* [Task description]: Convert the entries, from the start up to and including the line that contains "287 176 L 290", into a JSON list of strings with one string per line and blank lines omitted. Leave the pictures out of your answer.

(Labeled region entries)
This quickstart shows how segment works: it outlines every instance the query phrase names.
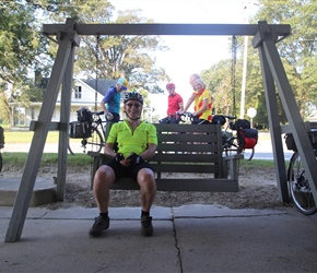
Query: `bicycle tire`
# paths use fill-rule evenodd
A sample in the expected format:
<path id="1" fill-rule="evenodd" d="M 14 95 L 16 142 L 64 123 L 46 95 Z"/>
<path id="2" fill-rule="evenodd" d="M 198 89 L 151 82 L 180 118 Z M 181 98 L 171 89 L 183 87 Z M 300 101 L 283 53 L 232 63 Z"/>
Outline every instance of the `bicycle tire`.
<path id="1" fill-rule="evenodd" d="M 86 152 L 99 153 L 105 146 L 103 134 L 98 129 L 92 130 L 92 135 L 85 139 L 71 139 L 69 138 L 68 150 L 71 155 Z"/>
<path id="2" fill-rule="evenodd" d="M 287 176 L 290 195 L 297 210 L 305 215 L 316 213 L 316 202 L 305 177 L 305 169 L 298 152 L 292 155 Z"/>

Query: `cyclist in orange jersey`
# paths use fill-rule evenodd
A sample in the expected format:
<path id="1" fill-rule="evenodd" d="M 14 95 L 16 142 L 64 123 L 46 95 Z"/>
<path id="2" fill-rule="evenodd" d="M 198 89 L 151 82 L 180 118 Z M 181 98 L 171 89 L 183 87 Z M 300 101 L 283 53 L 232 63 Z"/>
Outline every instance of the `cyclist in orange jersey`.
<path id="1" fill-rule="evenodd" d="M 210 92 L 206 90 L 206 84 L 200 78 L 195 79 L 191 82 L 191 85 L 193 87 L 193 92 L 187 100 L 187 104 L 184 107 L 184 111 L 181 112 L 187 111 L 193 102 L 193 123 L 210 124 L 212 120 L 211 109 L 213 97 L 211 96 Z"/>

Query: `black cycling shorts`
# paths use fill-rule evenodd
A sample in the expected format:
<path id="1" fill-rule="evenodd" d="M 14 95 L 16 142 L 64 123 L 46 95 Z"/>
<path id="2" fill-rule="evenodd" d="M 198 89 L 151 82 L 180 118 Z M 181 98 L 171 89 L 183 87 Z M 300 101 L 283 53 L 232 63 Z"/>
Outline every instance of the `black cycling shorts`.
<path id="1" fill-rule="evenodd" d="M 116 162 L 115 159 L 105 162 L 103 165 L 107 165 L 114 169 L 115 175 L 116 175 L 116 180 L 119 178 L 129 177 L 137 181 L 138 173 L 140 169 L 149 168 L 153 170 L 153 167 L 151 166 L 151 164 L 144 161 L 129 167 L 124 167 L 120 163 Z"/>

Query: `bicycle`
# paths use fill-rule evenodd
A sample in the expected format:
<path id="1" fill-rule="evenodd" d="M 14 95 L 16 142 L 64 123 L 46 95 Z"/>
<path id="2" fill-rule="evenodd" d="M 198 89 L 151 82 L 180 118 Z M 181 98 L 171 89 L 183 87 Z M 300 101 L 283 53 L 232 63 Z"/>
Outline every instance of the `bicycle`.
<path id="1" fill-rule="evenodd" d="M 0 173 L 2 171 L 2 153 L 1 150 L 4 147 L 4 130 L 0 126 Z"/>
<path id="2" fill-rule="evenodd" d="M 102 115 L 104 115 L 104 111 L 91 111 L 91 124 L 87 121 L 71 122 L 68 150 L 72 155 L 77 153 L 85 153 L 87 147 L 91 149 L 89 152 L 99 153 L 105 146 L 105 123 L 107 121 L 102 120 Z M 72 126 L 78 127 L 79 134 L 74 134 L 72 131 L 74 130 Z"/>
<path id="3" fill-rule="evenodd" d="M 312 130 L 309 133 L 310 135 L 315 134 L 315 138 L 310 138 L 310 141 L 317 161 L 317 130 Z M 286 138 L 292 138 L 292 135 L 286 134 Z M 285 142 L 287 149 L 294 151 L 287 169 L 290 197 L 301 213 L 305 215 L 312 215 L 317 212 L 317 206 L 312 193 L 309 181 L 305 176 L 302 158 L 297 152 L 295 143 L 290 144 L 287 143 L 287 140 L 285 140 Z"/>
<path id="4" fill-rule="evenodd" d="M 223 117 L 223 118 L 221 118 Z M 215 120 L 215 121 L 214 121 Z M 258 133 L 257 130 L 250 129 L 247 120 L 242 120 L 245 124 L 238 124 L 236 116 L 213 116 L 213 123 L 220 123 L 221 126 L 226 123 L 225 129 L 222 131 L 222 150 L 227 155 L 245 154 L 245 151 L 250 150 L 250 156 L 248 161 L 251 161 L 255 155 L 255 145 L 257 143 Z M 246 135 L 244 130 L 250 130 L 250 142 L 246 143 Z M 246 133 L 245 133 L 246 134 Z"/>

* [Answer for this exercise]:
[
  "This quickstart shows how segment works: it outlines every instance the query phrase names.",
  "Query: `bicycle tire`",
  "# paths use fill-rule evenodd",
  "A sample in the expected format:",
  "<path id=\"1\" fill-rule=\"evenodd\" d=\"M 14 95 L 16 142 L 64 123 L 46 95 Z\"/>",
  "<path id=\"2\" fill-rule=\"evenodd\" d=\"M 198 89 L 151 82 L 180 118 Z M 181 98 L 171 89 L 183 87 Z M 300 101 L 283 53 L 232 63 Z\"/>",
  "Outline every instance of the `bicycle tire`.",
  "<path id=\"1\" fill-rule=\"evenodd\" d=\"M 86 152 L 99 153 L 105 146 L 103 134 L 98 129 L 92 130 L 92 135 L 85 139 L 71 139 L 69 138 L 68 150 L 71 155 Z\"/>",
  "<path id=\"2\" fill-rule=\"evenodd\" d=\"M 287 176 L 290 195 L 297 210 L 305 215 L 316 213 L 316 202 L 305 177 L 305 169 L 298 152 L 292 155 Z\"/>"
]